[Point placement records]
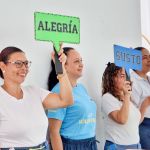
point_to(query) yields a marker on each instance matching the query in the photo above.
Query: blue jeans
(112, 146)
(84, 144)
(43, 146)
(144, 131)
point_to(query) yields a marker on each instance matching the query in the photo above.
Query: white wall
(103, 23)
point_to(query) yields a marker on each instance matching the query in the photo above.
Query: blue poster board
(128, 58)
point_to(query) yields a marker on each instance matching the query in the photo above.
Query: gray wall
(103, 23)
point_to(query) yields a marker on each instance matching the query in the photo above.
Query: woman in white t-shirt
(121, 117)
(23, 122)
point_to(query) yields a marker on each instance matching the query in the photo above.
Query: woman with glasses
(140, 93)
(121, 116)
(23, 123)
(73, 127)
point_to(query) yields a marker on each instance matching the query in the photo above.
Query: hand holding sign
(58, 65)
(128, 58)
(57, 29)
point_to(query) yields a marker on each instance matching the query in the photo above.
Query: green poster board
(56, 28)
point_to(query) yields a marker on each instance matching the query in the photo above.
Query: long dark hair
(108, 82)
(5, 55)
(52, 78)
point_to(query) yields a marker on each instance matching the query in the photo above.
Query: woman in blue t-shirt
(72, 128)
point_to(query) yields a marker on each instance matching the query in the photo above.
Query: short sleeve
(136, 94)
(110, 103)
(56, 113)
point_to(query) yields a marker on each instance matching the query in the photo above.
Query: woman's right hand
(127, 88)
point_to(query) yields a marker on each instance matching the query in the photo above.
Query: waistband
(38, 147)
(146, 121)
(71, 141)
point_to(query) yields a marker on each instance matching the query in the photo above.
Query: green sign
(56, 28)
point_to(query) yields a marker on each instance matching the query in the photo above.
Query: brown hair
(108, 79)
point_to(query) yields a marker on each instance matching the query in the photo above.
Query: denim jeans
(144, 131)
(43, 146)
(112, 146)
(84, 144)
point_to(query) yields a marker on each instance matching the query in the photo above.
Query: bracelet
(59, 76)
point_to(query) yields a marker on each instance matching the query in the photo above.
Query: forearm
(56, 141)
(124, 112)
(143, 107)
(65, 89)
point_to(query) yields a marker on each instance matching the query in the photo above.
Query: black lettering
(65, 27)
(133, 58)
(118, 55)
(40, 26)
(74, 29)
(53, 25)
(70, 26)
(127, 58)
(46, 26)
(138, 59)
(59, 27)
(123, 56)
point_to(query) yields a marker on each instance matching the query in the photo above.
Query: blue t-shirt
(78, 120)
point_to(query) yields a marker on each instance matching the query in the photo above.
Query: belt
(38, 147)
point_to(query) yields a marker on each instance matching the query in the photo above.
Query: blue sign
(128, 58)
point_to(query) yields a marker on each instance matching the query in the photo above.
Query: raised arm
(121, 116)
(143, 107)
(55, 138)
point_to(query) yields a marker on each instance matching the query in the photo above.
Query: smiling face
(13, 73)
(74, 65)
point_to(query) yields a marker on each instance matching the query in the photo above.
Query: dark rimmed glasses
(20, 63)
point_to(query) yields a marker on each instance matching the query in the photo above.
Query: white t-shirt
(123, 134)
(23, 122)
(140, 90)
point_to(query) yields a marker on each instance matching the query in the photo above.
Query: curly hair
(108, 81)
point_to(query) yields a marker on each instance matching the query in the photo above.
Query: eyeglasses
(20, 63)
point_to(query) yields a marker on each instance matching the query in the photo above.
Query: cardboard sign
(128, 58)
(56, 28)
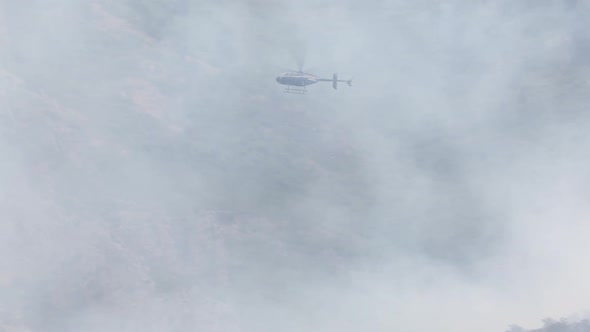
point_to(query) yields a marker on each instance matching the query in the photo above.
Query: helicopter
(296, 81)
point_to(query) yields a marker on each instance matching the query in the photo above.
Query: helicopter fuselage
(297, 79)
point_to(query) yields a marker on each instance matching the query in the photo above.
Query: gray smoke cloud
(155, 177)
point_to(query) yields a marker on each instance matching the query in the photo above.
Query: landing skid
(296, 90)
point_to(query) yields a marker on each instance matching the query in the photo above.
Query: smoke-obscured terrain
(155, 177)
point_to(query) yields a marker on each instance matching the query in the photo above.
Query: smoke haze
(155, 177)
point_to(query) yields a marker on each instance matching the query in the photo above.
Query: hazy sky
(155, 177)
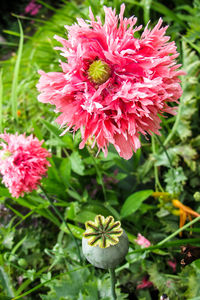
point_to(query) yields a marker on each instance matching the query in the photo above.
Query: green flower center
(6, 154)
(103, 232)
(99, 72)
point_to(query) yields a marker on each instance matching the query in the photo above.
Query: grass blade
(13, 98)
(1, 101)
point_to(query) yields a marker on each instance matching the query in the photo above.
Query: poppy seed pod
(105, 243)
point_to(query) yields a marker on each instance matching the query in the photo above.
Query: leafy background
(38, 259)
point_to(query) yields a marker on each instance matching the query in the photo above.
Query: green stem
(165, 150)
(178, 116)
(63, 220)
(157, 181)
(113, 281)
(99, 174)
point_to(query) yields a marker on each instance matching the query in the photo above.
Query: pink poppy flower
(172, 264)
(113, 85)
(144, 284)
(22, 162)
(142, 241)
(32, 8)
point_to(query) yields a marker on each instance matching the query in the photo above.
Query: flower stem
(157, 181)
(63, 220)
(113, 281)
(98, 174)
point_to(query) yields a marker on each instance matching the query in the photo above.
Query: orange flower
(185, 212)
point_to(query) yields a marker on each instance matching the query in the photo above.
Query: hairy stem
(157, 181)
(113, 281)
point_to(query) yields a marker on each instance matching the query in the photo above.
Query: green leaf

(GIVEN PROBLEM) Which lines in the data above contain the string "smoke"? List every one of them.

(FINISHED ANSWER)
Query: gray smoke cloud
Query: smoke-obscured terrain
Query: smoke haze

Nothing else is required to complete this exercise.